== Task requirements ==
Starting with the line that contains "Put a dot on each instance of the rustic", reproduce each line through the end of the entries exactly as written.

== Provided records ==
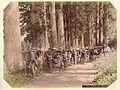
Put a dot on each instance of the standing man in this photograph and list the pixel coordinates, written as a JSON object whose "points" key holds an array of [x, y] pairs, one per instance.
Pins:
{"points": [[49, 59], [74, 56], [107, 51]]}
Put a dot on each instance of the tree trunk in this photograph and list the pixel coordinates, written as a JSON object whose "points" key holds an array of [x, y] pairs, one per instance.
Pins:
{"points": [[46, 43], [82, 41], [61, 38], [53, 24], [12, 44], [101, 23]]}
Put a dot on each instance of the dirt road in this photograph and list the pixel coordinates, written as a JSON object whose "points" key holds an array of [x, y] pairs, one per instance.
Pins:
{"points": [[74, 76]]}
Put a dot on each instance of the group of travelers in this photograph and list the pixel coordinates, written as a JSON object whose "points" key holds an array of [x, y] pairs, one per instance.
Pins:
{"points": [[62, 58]]}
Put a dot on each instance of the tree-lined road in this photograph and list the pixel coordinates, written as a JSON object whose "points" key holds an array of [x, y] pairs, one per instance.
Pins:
{"points": [[74, 76]]}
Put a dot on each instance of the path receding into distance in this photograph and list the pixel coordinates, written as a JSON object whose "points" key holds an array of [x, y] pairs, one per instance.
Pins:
{"points": [[74, 76]]}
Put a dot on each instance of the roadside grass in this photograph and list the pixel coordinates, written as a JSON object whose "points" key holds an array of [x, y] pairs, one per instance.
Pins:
{"points": [[19, 79], [107, 69]]}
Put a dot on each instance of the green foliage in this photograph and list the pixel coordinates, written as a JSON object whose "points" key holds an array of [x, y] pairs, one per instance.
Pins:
{"points": [[19, 79], [107, 73]]}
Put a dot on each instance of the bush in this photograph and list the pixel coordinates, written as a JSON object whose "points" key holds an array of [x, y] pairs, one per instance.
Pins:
{"points": [[107, 69]]}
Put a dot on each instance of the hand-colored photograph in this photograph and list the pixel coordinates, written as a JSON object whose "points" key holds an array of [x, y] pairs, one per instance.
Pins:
{"points": [[60, 44]]}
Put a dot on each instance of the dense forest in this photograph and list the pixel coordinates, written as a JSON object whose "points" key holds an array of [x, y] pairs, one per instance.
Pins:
{"points": [[57, 24], [68, 24]]}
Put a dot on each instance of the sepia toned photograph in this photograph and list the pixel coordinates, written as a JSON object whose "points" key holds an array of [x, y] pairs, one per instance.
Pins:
{"points": [[60, 44]]}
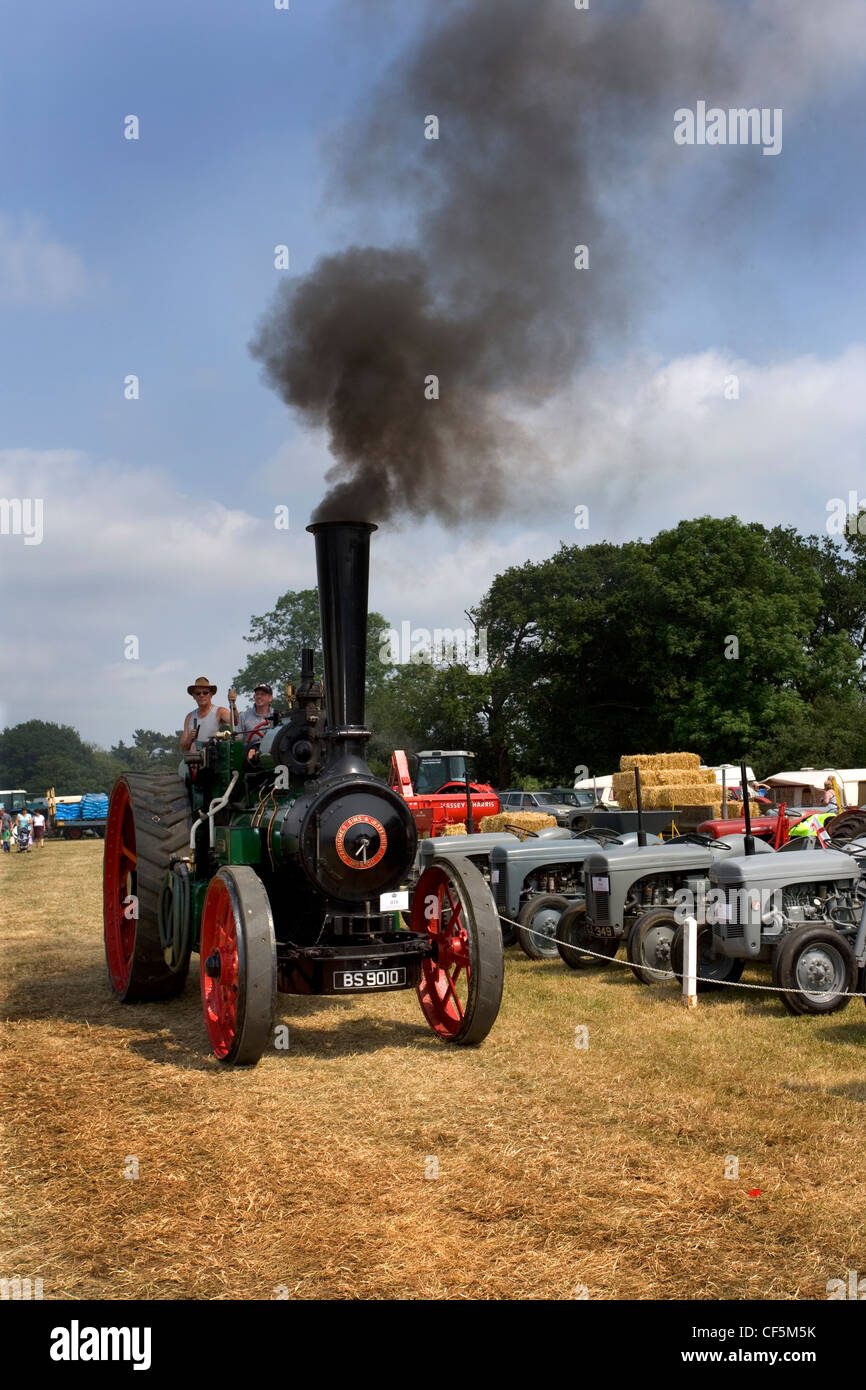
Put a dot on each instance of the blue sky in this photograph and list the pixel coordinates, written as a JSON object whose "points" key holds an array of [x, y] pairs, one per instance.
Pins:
{"points": [[156, 257]]}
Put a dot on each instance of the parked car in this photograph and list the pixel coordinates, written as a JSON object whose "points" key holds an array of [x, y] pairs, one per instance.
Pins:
{"points": [[563, 804]]}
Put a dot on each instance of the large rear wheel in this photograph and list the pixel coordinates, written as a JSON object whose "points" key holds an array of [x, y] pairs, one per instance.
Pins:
{"points": [[238, 966], [460, 987], [818, 963], [149, 822]]}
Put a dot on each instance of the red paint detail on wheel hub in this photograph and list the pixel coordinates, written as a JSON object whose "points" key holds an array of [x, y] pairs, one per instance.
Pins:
{"points": [[118, 884], [444, 990], [220, 997]]}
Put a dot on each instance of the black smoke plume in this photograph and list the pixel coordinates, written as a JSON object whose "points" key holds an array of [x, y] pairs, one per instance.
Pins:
{"points": [[541, 110]]}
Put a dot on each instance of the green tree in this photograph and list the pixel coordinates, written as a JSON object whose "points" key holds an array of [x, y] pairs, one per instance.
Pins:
{"points": [[716, 635], [149, 751], [285, 630], [38, 755], [424, 705]]}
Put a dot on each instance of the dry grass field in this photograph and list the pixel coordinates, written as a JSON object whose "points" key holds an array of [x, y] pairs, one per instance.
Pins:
{"points": [[556, 1166]]}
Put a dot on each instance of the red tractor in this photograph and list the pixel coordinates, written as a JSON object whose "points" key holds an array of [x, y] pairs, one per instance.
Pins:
{"points": [[442, 790]]}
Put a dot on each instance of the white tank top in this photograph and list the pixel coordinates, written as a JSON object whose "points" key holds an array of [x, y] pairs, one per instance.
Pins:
{"points": [[207, 724]]}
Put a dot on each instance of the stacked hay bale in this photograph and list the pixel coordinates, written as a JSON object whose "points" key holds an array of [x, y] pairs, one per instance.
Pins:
{"points": [[667, 781], [516, 822]]}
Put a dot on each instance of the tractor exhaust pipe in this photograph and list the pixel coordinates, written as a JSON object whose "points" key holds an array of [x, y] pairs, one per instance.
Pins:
{"points": [[342, 566], [744, 788], [470, 823], [638, 802]]}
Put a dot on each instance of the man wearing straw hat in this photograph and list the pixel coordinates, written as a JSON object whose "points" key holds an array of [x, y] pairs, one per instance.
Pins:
{"points": [[205, 720]]}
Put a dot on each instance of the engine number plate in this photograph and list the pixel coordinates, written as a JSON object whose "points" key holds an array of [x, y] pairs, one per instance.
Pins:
{"points": [[385, 977]]}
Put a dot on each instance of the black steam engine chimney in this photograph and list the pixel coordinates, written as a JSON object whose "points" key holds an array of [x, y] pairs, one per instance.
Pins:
{"points": [[342, 565]]}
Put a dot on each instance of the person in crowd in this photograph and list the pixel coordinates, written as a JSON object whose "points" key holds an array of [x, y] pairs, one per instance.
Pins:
{"points": [[206, 717], [829, 798], [249, 724], [25, 822]]}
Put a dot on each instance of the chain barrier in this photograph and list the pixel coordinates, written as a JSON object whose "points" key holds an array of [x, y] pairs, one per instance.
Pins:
{"points": [[669, 975]]}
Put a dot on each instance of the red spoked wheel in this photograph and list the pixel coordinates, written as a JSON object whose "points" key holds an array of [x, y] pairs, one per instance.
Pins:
{"points": [[238, 954], [148, 826], [460, 987]]}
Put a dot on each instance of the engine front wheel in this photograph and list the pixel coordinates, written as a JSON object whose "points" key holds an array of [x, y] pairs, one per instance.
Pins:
{"points": [[460, 987], [818, 963], [238, 968]]}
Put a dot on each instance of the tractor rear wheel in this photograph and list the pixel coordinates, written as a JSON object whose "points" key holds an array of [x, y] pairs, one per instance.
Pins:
{"points": [[715, 970], [816, 962], [574, 940], [538, 922], [238, 966], [148, 824], [460, 987], [649, 943]]}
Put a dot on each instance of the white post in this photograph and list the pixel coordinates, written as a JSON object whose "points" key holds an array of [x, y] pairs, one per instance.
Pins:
{"points": [[690, 963]]}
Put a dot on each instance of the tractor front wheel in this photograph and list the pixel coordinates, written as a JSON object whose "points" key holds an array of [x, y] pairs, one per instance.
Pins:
{"points": [[538, 925], [649, 943], [238, 954], [818, 963], [576, 941], [715, 970], [148, 827], [460, 987]]}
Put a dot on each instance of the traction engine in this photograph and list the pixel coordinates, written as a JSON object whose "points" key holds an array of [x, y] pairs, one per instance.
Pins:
{"points": [[284, 865]]}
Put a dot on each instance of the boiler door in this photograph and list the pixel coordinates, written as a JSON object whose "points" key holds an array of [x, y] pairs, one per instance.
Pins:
{"points": [[357, 843]]}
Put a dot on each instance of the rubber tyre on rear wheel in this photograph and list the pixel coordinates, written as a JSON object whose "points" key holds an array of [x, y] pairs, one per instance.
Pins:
{"points": [[149, 822], [538, 923], [815, 955]]}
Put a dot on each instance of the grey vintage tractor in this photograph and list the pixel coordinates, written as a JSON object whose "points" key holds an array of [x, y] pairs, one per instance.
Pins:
{"points": [[802, 909], [537, 880], [635, 894]]}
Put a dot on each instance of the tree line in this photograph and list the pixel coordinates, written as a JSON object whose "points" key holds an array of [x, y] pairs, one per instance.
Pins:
{"points": [[720, 637]]}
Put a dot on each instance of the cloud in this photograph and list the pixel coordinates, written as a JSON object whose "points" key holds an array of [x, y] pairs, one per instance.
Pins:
{"points": [[651, 441], [127, 552], [35, 270]]}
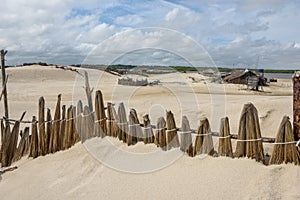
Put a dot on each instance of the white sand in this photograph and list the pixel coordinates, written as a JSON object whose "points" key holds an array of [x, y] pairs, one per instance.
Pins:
{"points": [[76, 174]]}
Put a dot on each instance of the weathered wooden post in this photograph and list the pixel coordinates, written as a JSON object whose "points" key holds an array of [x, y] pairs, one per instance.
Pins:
{"points": [[88, 91], [296, 104], [4, 82]]}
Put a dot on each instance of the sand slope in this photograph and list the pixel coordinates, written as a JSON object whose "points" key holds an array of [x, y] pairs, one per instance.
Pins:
{"points": [[75, 174]]}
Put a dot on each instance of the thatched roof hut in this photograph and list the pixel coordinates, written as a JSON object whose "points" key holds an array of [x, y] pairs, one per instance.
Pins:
{"points": [[240, 76]]}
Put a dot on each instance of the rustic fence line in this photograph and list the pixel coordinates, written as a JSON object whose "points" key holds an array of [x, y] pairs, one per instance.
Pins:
{"points": [[78, 123]]}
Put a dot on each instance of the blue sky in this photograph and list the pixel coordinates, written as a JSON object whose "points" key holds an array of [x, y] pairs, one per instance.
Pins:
{"points": [[247, 33]]}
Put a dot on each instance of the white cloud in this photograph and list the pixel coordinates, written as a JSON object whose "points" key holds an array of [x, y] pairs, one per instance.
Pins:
{"points": [[232, 31], [128, 20]]}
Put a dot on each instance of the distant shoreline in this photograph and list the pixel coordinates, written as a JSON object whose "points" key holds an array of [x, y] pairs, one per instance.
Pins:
{"points": [[176, 68]]}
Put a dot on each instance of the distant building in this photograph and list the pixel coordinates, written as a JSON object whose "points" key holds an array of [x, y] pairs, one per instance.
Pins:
{"points": [[246, 77]]}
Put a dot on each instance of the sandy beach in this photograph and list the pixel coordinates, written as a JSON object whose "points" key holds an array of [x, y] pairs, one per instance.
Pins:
{"points": [[77, 174]]}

== Reply ==
Put a dot on each instance of the rustic fence line in this photograph and list the pixel coordinates, written as a JSON object whose "points" key holds an array of [x, y] pairs, one per instance.
Pins:
{"points": [[78, 123]]}
Put a dot on each instance of the blue sky in this photograph and list the pixel coordinates, written as a JSON object whose "points" key holds an array of [x, y] pairs, one per instance.
Pins:
{"points": [[247, 33]]}
Put a dot on each instance of the white cloud in this photograph and list the pixel coordinates, written as a JSON object whose "points" key holds an array of [x, y] pairs, one per instance.
Pins:
{"points": [[232, 31], [128, 20]]}
Put a dot on each instance of the distant shoreline in this photograph and list the pixel coordinates, written as a JSON object whose "points" key holds an array of [x, y] pairs, one per instance.
Pins:
{"points": [[176, 68]]}
Put a dot on each instance of the distant building in this photograph and list the pixel coordinates, written as a JSON object whose "points" key holds an array of [x, y] pairs, one per instance.
Pins:
{"points": [[246, 77]]}
Put a dot on each instance of the sandy beach in this photograph and list the pixel coordinates, written as a JSON object whose "points" key holds an array of [x, y] pairs, one per instance.
Pins:
{"points": [[77, 174]]}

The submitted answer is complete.